Aufgaben:
• 1. Beantworte diese Fragen zum Text über den Yosemite-Nationalpark:
(a) Wie viele Menschen besuchen die Naturlandschaft jedes Jahr?
(b) Was passiert mit dem Hut, wenn Adrienne Freeman an die unteren Ablageschubladen muss?
(c) Welche zwei Wahrzeichen aus Granit sieht man aus den Fenstern der Park Headquarters?
• 2. Schreib den Text über den Yosemite-Nationalpark nach seinem letzten Satz weiter.

Jährlich besuchen drei Millionen Menschen diese einzigartige Naturlandschaft. Um den Massen jedoch zu entkommen, sollte man den Nationalpark zu Fuß erkunden.

Yosemite Nationalpark. Der Hut sitzt nicht gut. Überhaupt nicht. Rutscht ständig über die Stirn, wenn sie sich nach einem Stapel Akten bückt. Kippt nach hinten weg, sobald die topografischen Karten ganz oben aus dem Schrank gebraucht werden. Und wenn sie an die unteren Ablageschubladen muss, fällt er ihr vom Kopf. Dann kullert er auf seiner steifen Filzkrempe balancierend durchs Büro, und Adrienne Freeman flucht hinter ihm her und packt ihn und setzt ihn wieder auf, muss ja sein, gehört ja zur Uniform. Nun sind Rangerhüte nicht unbedingt erfunden worden, um in engen Büros getragen zu werden. Und sowieso sollten Ranger eigentlich nicht hier drinnen, sondern da draußen sein, in der Natur. Sind sie ja auch. Normalerweise. Bloß ist das hier kein normaler Nationalpark, sondern Yosemite: "Bei uns fällt mehr Büroarbeit an als im Pentagon." Sagt Ranger Freeman und schiebt sich den Hut einen Zentimeter tiefer in die Stirn. Zum Glück liegen die Park Headquarters so, dass man aus den Fenstern auf den Half Dome und den Sentinel Rock sehen kann, zwei dieser Wahrzeichen aus Granit, die den Park bekannt gemacht haben. Ansonsten wäre das ganz schön blöd hier. Schließlich will man ja nicht nur auf Akten und Computerschirme schauen, wenn man im berühmtesten Nationalpark der USA arbeitet.

Daten:
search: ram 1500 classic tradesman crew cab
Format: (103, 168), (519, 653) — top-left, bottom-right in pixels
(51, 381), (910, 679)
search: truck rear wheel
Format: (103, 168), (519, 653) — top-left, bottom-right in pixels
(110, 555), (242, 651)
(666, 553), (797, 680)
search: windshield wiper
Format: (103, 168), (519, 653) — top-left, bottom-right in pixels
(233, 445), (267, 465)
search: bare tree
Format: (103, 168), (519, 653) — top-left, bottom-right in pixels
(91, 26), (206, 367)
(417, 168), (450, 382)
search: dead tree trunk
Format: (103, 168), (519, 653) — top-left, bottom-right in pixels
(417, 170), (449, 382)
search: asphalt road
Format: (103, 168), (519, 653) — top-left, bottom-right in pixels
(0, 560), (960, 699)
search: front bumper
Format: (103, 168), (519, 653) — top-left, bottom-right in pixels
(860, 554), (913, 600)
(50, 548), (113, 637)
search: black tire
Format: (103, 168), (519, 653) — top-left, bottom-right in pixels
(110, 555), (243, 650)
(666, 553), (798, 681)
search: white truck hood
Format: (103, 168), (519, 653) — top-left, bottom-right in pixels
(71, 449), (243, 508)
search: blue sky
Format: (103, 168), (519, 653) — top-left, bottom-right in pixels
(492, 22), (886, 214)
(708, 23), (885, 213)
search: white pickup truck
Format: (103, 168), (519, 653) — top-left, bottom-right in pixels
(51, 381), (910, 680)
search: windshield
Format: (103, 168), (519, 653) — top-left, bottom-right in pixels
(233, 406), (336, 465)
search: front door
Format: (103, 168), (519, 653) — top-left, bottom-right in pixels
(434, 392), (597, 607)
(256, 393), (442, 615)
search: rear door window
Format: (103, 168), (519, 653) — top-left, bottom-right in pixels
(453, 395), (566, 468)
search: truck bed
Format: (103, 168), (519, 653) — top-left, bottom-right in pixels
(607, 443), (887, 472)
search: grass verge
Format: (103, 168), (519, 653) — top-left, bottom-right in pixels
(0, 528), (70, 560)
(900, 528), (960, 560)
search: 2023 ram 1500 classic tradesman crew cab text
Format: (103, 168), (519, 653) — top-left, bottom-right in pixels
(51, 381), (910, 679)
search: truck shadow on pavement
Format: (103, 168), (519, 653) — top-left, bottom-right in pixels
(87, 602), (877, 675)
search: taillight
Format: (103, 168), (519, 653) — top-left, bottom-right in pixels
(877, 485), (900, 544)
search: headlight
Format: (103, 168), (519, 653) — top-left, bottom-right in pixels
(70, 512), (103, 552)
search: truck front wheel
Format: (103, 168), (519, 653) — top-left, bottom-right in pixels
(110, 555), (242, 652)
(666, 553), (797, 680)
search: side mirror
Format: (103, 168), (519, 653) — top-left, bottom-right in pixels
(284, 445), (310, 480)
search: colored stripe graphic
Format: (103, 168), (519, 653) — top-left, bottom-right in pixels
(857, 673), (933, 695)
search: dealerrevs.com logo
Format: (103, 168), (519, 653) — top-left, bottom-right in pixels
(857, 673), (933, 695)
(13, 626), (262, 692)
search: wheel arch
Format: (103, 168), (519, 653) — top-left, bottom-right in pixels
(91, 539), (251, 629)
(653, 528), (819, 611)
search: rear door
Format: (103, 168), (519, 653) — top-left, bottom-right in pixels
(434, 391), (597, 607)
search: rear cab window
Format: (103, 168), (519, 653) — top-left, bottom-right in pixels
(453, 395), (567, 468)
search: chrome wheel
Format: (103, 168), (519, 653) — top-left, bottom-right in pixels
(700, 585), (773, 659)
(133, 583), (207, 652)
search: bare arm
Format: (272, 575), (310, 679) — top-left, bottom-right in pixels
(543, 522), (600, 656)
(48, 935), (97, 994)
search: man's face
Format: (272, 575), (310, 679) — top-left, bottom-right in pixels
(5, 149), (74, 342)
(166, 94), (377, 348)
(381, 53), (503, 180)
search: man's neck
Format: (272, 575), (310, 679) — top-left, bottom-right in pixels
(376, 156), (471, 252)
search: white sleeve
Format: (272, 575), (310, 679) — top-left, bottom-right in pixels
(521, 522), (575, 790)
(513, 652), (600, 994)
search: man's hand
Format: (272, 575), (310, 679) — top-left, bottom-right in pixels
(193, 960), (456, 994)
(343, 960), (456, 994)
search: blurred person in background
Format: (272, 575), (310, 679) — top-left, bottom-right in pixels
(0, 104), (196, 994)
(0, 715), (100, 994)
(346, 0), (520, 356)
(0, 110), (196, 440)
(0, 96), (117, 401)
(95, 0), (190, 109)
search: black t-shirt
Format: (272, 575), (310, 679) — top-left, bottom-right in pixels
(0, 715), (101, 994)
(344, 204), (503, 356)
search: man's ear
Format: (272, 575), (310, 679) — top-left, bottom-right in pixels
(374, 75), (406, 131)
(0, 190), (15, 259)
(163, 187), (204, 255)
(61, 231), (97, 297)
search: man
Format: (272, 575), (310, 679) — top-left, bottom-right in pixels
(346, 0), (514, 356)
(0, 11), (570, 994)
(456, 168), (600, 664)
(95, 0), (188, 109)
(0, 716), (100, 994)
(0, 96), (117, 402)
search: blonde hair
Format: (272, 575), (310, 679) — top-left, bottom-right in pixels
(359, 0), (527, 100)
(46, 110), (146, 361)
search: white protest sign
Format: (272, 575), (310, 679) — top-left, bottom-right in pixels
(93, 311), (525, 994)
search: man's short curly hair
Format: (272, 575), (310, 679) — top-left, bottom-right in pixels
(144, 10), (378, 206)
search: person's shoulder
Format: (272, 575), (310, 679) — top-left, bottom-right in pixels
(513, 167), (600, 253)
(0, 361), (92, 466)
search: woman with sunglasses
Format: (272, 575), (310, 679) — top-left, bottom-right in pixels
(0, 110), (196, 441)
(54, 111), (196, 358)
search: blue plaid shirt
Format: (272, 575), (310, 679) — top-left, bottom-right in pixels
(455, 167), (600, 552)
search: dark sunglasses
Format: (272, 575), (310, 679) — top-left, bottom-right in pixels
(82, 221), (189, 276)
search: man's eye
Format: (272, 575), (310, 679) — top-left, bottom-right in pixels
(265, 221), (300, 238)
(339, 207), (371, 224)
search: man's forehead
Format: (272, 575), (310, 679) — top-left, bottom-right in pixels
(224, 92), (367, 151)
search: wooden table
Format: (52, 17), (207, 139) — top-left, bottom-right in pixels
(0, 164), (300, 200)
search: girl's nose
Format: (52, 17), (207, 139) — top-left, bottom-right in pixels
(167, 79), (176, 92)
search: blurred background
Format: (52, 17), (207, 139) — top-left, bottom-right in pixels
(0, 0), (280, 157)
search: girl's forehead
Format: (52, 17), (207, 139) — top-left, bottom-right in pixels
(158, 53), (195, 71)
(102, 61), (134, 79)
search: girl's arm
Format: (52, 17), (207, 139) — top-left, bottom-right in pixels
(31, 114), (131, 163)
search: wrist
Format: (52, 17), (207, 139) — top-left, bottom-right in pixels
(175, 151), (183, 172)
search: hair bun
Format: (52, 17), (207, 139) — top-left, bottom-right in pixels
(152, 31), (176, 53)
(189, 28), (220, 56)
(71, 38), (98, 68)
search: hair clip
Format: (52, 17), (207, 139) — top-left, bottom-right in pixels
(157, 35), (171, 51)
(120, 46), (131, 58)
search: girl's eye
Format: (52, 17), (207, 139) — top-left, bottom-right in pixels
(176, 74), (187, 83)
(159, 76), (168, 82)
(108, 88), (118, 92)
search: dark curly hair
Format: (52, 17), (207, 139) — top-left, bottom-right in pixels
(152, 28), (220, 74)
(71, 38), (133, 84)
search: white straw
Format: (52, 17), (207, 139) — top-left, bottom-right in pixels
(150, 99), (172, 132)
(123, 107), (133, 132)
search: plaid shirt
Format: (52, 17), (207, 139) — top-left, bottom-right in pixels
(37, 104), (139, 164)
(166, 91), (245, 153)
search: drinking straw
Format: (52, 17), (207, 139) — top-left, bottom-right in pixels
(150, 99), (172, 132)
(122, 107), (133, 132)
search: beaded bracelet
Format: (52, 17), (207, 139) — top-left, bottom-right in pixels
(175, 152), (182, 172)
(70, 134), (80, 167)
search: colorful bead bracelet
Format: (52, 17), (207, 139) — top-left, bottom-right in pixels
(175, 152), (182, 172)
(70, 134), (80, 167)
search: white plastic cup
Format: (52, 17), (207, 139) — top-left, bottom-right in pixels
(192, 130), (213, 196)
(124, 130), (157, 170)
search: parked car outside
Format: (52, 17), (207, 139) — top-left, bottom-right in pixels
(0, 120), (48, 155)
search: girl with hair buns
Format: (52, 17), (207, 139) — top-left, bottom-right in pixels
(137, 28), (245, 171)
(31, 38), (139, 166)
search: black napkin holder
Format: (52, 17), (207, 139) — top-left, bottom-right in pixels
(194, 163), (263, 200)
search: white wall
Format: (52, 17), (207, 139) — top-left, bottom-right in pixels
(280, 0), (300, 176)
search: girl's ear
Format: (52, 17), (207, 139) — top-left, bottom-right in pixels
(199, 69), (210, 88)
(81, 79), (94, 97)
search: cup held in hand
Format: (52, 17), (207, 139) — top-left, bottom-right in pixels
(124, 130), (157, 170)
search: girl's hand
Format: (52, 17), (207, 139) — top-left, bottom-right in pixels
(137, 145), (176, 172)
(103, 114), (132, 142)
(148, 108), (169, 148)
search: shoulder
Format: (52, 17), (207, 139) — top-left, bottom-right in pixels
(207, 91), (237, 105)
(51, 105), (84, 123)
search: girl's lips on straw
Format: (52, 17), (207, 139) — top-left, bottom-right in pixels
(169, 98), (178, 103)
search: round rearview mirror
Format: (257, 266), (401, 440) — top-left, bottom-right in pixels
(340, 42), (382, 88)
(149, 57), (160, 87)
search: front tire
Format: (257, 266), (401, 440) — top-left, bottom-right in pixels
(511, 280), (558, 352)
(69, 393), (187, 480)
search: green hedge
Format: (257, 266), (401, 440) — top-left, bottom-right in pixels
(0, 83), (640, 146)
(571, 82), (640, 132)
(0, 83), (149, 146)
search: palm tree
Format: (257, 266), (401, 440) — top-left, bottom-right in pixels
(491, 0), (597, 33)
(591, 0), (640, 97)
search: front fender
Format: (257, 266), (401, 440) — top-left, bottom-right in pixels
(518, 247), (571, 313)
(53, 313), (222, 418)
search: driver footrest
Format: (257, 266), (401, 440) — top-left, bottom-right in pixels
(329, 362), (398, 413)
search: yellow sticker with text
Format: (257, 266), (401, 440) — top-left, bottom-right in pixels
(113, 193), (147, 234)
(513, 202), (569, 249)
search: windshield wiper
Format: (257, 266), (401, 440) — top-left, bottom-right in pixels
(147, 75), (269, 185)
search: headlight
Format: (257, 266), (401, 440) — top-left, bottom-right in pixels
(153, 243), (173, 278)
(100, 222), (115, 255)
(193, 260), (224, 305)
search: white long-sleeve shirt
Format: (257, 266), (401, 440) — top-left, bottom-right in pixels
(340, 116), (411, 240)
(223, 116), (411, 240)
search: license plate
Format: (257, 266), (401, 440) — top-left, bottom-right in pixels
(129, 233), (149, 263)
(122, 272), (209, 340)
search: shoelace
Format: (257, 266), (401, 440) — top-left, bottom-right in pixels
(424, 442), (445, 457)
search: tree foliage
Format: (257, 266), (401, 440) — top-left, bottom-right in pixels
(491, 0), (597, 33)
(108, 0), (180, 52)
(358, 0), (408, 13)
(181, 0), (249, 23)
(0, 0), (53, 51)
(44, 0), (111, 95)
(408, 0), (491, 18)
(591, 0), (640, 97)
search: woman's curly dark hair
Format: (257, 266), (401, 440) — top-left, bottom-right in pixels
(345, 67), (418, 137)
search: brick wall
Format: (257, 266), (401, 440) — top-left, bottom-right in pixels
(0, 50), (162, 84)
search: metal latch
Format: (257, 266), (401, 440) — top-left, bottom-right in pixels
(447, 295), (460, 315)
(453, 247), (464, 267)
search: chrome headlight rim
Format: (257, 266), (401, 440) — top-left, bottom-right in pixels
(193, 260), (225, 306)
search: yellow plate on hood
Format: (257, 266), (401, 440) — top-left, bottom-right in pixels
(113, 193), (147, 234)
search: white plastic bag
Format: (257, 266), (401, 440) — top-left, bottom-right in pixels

Lösungen:
• 1.
(a) Drei Millionen Menschen.
(b) Er fällt ihr vom Kopf.
(c) Den Half Dome und den Sentinel Rock.

• 2.
Denn das ist Yosemite, und er ist noch mehr. Populär zum Beispiel. 3,3 Millionen Besuchern kamen 2008 und machten "Jo-SÄ-mi-tie" zum drittbeliebtesten Nationalpark des Kontinents. Nur der Great Smoky Mountains National Park in Tennessee und Arizonas Grand Canyon National Park haben mehr Besucher. Yosemite ist eine Legende. Ein Mythos, tief und fest verankert in der amerikanischen Psyche. Yosemite ist Amerika. Oder zumindest Kalifornien.

Ein kristalliner Morgen, ein mitgebrachtes Sandwich, ein Aussichtspunkt an den Yosemite Falls, 800 Meter über dem Valley. Das vor 30 Millionen Jahren von malmenden Gletschern geformte Tal ist das Herzstück des Parks: zehn Kilometer Wiesen und Auen, flankiert von Granit-Monolithen, Felsdomen und steilen Klippen, eine Allee der steinernen Wächter, die im Licht der frühen Sonne metallisch glänzen. Mit dem Fernglas kann man Kletterer an der Flanke des El Capitan ausmachen, Ameisen an einer Wand, unermüdlich tastend, nach oben, zum Gipfel, Richtung Endorphine, Richtung Ruhm. Über dem Tal liegt eine majestätische Ruhe, obwohl das Tosen des Wasserfalls nicht zu überhören ist. Hin und wieder fegt eine Böe in die Gischt, das Wasser stiebt erschrocken auseinander, und wenn die Sonnenstrahlen es jetzt im richtigen Winkel erwischen, spannt sich für ein, zwei Augenblicke ein Regenbogen über das Tal, beinahe surreal sieht das aus. Wenn man solche Bilder zuhause betrachtet, glaubt man immer, sie seien am Computer entstanden.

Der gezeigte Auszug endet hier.